Sobre a bancada, Perpétua Sousa tem várias figuras inacabadas. A mesa da imaginária, que trabalha apesar das excursões que lhe entram loja dentro (literalmente), é uma montra do que há para fazer. Desde que em dezembro do ano passado a UNESCO distinguiu o figurado em barro de Estremoz como património imaterial da humanidade que Perpétua, a irmã e o sobrinho não têm mãos para dar conta das encomendas.
As prateleiras estão nuas. A pedir agora, só lá para agosto haverá boneco. Uma excursão da Póvoa de Varzim entristece-se com a rutura de stock. Uma Primavera, boneca icónica, que Perpétua estava a acabar, fora já reclamada por uma outra turista, ainda as flores lhe não tinham sido pintadas no arco.

• [CONJUNTO DE TAREFAS]
**1.** Enumere todos os nomes de lugares e de organizações que aparecem no artigo sobre o figurado de Estremoz.
**2.** Transcreva palavra por palavra o trecho do artigo sobre o figurado de Estremoz que vai de "Sobre a bancada, Perpétua" a "pintadas no arco.".
Este material não tem qualquer relação com o artigo.

Registos de anotação de pontos
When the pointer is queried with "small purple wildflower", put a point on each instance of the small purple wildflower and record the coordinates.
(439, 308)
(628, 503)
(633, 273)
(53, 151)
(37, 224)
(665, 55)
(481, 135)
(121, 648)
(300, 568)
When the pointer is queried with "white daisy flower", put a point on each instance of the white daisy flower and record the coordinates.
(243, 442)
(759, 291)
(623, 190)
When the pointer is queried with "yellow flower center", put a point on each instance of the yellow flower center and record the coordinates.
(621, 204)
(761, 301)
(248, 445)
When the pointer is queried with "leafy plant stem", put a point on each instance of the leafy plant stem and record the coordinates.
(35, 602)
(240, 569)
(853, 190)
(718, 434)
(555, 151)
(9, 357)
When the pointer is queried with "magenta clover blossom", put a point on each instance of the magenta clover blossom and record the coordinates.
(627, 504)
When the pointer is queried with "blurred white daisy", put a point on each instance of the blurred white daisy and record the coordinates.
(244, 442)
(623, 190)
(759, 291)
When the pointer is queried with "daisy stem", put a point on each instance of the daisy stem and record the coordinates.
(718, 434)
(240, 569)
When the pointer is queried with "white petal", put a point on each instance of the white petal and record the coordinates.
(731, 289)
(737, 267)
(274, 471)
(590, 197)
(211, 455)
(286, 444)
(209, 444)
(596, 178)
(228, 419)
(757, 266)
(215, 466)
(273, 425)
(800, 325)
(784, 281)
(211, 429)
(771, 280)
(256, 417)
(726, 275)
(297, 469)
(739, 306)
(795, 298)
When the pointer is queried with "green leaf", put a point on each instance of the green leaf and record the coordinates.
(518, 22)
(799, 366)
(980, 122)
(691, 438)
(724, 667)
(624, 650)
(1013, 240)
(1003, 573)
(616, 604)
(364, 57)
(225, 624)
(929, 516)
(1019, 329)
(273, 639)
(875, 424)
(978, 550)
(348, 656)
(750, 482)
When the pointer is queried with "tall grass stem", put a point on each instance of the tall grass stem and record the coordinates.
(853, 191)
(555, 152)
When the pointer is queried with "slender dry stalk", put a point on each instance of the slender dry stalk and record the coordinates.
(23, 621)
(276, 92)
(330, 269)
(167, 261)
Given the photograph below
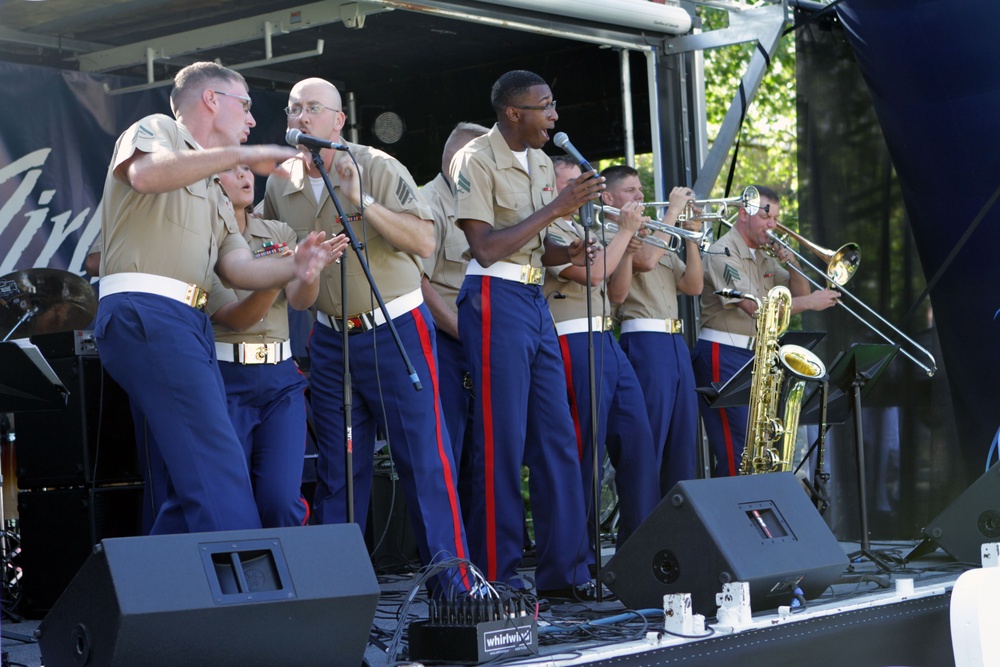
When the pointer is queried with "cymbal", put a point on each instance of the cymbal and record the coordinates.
(41, 301)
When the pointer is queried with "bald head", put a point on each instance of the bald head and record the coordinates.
(315, 89)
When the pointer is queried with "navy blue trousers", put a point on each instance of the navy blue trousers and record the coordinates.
(383, 398)
(726, 428)
(662, 363)
(162, 353)
(521, 417)
(267, 406)
(622, 423)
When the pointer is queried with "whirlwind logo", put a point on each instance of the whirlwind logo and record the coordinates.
(84, 226)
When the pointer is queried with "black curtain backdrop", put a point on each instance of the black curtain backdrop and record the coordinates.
(57, 131)
(898, 136)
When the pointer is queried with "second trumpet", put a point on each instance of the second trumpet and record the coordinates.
(677, 234)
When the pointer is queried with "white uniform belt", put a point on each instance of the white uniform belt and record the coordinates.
(726, 338)
(519, 273)
(367, 321)
(666, 325)
(580, 325)
(149, 283)
(253, 353)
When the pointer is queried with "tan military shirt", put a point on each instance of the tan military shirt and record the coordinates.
(493, 187)
(653, 294)
(395, 272)
(179, 234)
(571, 303)
(446, 267)
(274, 327)
(742, 271)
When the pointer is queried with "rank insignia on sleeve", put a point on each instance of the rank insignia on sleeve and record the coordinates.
(731, 274)
(558, 238)
(404, 193)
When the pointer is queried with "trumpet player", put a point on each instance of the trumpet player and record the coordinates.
(622, 423)
(742, 260)
(646, 285)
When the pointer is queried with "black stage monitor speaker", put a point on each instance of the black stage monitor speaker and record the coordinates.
(282, 596)
(59, 528)
(759, 529)
(969, 522)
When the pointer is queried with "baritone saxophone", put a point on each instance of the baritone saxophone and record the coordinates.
(770, 438)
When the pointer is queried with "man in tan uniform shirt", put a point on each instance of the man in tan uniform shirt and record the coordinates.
(444, 272)
(167, 225)
(393, 221)
(738, 261)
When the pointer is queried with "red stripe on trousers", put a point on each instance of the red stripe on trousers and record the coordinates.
(726, 431)
(447, 473)
(489, 471)
(571, 392)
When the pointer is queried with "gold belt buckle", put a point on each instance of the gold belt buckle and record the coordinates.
(196, 297)
(359, 323)
(256, 353)
(531, 275)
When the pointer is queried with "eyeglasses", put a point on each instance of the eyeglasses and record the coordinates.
(547, 108)
(313, 109)
(247, 102)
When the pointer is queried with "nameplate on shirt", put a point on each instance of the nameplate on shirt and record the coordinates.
(270, 248)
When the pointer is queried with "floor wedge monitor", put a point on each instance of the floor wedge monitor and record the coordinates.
(759, 529)
(972, 520)
(303, 596)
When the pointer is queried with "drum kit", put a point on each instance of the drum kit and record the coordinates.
(32, 302)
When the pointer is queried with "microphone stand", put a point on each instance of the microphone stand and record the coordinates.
(587, 222)
(348, 401)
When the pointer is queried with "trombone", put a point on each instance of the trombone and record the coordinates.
(841, 265)
(677, 234)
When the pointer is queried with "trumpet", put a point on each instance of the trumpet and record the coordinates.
(677, 234)
(712, 210)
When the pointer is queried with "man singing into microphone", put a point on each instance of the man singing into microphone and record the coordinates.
(394, 223)
(506, 200)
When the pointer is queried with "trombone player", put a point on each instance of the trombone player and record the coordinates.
(742, 260)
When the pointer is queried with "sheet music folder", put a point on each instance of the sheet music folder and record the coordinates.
(867, 361)
(736, 391)
(28, 381)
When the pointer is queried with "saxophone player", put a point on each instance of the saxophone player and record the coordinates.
(740, 260)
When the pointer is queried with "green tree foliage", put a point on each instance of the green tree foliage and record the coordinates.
(767, 151)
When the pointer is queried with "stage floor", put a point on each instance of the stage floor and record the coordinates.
(895, 615)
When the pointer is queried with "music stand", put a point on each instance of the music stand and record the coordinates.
(735, 391)
(852, 377)
(28, 382)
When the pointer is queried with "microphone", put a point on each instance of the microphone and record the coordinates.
(562, 141)
(724, 251)
(298, 138)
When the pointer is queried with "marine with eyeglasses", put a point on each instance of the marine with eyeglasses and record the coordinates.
(167, 227)
(394, 224)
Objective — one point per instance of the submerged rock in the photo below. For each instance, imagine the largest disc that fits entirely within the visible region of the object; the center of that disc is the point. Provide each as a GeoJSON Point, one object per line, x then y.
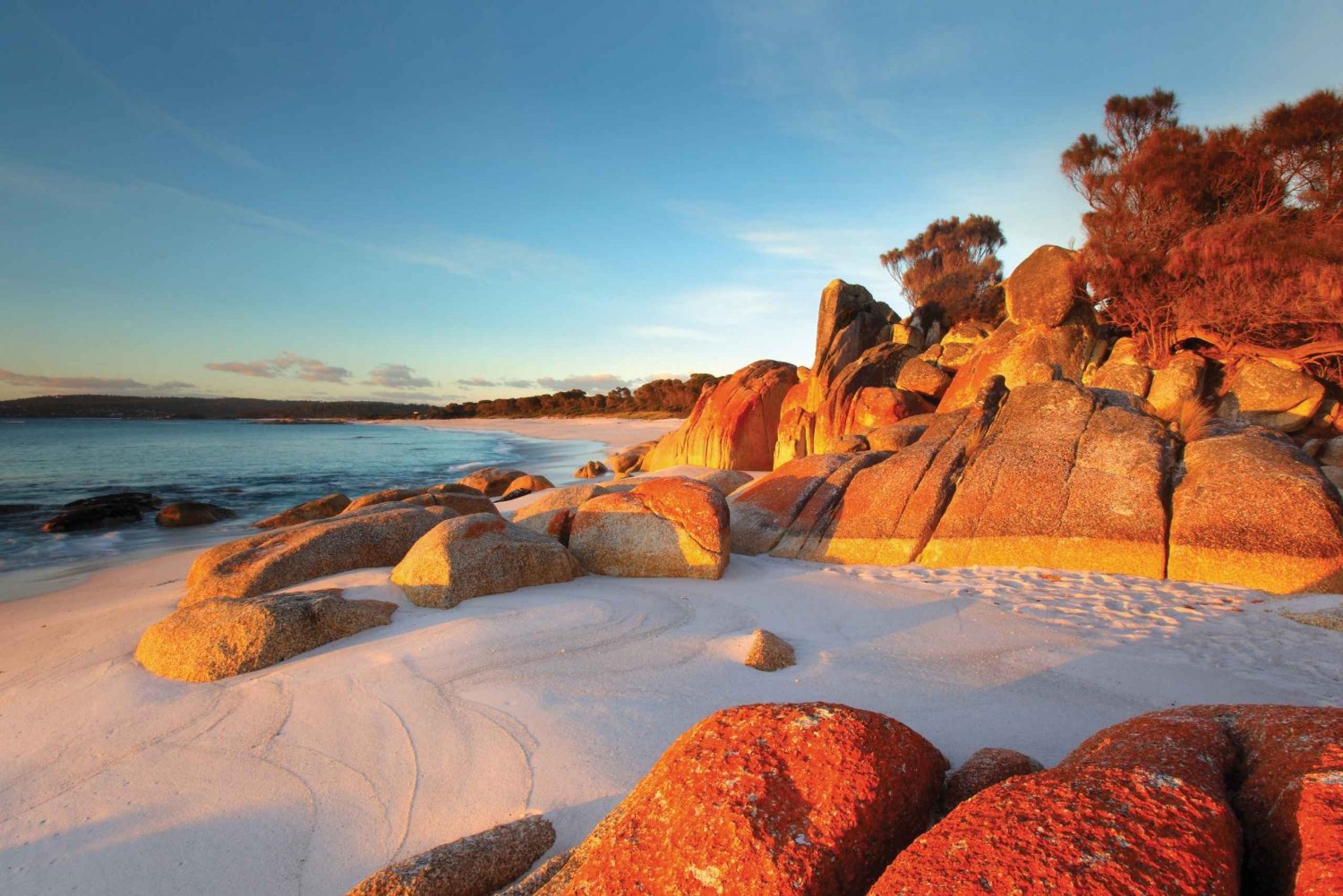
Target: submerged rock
{"type": "Point", "coordinates": [223, 637]}
{"type": "Point", "coordinates": [663, 527]}
{"type": "Point", "coordinates": [733, 423]}
{"type": "Point", "coordinates": [182, 514]}
{"type": "Point", "coordinates": [477, 555]}
{"type": "Point", "coordinates": [806, 799]}
{"type": "Point", "coordinates": [278, 559]}
{"type": "Point", "coordinates": [475, 866]}
{"type": "Point", "coordinates": [768, 652]}
{"type": "Point", "coordinates": [320, 508]}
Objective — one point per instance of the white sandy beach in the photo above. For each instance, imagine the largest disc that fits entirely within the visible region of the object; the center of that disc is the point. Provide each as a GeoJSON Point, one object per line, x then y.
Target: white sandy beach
{"type": "Point", "coordinates": [309, 775]}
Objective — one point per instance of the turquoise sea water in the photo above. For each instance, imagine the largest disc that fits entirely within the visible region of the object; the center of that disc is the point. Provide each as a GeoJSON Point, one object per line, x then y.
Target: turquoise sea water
{"type": "Point", "coordinates": [252, 469]}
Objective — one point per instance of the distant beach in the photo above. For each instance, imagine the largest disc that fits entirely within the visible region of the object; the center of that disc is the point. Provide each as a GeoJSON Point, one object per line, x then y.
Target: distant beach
{"type": "Point", "coordinates": [252, 469]}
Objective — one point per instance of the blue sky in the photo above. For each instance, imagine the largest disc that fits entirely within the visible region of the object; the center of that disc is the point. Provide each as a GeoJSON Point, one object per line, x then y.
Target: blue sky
{"type": "Point", "coordinates": [445, 201]}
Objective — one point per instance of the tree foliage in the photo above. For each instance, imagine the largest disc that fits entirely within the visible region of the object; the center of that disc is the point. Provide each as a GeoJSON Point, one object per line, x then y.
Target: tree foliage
{"type": "Point", "coordinates": [666, 397]}
{"type": "Point", "coordinates": [1228, 235]}
{"type": "Point", "coordinates": [953, 269]}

• [TAREFAS RESOLVIDAS]
**1.** UNESCO, Estremoz, Póvoa de Varzim

**2.**
Sobre a bancada, Perpétua Sousa tem várias figuras inacabadas. A mesa da imaginária, que trabalha apesar das excursões que lhe entram loja dentro (literalmente), é uma montra do que há para fazer. Desde que em dezembro do ano passado a UNESCO distinguiu o figurado em barro de Estremoz como património imaterial da humanidade que Perpétua, a irmã e o sobrinho não têm mãos para dar conta das encomendas.
As prateleiras estão nuas. A pedir agora, só lá para agosto haverá boneco. Uma excursão da Póvoa de Varzim entristece-se com a rutura de stock. Uma Primavera, boneca icónica, que Perpétua estava a acabar, fora já reclamada por uma outra turista, ainda as flores lhe não tinham sido pintadas no arco.